▶ **PROMPT**:
In the lines below, count those containing the word "ground" and give the number alone.

Items from a dataset:
↓↓↓

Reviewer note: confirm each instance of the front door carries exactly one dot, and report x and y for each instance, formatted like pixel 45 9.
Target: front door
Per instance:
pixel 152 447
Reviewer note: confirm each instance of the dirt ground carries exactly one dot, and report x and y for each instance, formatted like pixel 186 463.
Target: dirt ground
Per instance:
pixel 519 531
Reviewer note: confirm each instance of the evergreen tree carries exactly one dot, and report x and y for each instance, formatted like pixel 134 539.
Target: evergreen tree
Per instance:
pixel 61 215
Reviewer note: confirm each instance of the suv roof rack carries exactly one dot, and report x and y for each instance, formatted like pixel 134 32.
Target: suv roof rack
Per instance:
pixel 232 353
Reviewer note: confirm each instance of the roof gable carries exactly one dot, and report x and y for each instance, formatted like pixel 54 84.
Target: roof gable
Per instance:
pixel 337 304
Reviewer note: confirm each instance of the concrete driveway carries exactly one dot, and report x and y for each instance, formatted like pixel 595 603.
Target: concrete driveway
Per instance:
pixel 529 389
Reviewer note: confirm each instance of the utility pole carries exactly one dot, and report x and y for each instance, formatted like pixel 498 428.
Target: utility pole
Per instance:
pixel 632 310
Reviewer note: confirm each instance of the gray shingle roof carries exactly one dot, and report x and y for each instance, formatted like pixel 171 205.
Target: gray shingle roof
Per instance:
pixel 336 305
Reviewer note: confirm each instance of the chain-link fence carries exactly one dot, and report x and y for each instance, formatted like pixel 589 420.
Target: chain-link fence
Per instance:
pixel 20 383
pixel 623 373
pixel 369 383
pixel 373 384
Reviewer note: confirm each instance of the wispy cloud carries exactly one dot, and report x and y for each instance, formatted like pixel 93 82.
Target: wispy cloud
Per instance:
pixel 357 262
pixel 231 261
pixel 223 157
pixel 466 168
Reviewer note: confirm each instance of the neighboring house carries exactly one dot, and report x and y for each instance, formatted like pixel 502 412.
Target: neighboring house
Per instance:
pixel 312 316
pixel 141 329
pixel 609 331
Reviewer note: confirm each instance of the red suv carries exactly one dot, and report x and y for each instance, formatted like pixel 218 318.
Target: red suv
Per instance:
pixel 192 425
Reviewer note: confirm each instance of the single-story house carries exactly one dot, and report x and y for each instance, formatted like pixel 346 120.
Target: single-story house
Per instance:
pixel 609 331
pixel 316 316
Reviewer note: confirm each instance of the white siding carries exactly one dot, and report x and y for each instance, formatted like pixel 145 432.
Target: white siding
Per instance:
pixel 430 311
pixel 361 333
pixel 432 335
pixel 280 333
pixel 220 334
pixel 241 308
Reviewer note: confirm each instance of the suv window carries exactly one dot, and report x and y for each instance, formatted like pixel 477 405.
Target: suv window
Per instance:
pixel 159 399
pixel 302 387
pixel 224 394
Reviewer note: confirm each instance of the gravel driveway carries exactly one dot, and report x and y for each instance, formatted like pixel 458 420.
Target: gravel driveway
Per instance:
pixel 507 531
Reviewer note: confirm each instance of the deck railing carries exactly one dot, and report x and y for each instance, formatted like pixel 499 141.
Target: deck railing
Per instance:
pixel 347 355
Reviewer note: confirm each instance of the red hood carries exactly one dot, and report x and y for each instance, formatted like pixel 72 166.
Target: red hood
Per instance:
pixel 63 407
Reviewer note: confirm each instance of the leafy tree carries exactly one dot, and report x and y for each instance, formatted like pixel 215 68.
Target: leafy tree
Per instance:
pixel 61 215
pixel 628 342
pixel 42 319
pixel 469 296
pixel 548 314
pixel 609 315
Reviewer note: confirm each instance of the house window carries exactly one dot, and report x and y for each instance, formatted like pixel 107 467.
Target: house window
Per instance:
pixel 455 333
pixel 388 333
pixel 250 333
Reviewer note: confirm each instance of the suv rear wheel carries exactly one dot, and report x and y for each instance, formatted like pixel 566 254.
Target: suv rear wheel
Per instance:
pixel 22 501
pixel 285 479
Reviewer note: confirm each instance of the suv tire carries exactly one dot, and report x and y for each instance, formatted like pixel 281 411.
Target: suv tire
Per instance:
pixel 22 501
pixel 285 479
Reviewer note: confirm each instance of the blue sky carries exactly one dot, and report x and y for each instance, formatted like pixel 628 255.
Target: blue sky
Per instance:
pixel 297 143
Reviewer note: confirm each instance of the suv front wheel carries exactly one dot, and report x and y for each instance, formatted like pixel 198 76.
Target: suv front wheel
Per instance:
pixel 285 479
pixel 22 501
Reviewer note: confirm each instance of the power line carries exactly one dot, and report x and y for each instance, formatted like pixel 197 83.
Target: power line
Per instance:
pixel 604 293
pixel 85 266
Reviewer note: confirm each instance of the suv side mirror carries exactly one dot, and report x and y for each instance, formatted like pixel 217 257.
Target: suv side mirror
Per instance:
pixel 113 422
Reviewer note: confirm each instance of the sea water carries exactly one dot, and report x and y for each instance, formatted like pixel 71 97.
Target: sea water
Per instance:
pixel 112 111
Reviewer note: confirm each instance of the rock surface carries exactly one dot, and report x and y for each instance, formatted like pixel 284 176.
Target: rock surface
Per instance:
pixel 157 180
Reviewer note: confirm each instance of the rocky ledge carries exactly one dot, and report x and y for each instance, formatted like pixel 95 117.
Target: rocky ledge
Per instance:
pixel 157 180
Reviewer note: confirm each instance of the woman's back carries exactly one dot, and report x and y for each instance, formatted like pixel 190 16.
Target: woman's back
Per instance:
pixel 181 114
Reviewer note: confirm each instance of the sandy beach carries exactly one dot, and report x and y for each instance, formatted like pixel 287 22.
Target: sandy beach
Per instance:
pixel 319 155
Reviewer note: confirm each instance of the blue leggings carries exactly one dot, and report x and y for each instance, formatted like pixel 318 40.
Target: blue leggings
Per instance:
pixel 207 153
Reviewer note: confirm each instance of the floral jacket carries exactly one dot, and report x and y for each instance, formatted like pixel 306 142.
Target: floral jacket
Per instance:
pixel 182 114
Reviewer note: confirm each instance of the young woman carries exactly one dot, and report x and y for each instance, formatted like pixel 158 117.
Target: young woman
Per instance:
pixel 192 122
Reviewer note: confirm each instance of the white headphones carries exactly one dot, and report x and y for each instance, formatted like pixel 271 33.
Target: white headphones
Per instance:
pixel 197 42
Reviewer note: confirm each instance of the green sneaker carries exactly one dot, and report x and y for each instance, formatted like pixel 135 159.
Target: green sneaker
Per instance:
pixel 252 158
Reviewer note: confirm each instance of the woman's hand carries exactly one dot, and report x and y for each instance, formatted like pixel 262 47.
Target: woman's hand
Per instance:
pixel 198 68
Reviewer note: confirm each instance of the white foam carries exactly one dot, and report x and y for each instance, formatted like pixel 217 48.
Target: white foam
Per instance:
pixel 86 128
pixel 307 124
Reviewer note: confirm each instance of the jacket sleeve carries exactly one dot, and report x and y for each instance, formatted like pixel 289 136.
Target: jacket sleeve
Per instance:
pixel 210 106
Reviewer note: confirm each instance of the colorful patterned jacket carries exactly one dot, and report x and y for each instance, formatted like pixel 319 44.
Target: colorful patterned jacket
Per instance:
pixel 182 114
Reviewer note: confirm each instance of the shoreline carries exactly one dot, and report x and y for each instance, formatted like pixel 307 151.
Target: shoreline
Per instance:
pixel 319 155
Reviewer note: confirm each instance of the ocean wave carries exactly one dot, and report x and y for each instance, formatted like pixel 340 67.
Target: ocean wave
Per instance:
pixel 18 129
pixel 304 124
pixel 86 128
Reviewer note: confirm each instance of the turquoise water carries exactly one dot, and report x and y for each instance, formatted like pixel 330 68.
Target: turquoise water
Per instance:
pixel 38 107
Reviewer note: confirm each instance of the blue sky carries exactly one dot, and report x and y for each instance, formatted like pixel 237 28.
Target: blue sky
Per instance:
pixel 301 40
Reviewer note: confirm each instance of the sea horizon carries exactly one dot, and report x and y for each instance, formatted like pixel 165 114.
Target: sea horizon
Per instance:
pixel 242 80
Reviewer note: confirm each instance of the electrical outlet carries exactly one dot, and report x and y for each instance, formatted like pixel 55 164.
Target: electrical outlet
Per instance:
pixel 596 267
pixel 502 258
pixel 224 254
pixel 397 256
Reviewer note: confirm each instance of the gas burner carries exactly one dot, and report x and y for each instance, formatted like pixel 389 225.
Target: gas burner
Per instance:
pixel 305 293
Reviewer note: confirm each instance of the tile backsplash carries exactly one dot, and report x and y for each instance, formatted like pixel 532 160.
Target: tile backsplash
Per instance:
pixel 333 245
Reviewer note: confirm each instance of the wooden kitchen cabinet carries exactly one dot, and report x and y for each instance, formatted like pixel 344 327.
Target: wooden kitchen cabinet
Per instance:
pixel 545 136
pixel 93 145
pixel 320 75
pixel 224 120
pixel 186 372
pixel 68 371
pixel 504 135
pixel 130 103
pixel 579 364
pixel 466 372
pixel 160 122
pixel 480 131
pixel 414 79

↑↑↑

▶ **ANSWER FOR THE TASK**:
2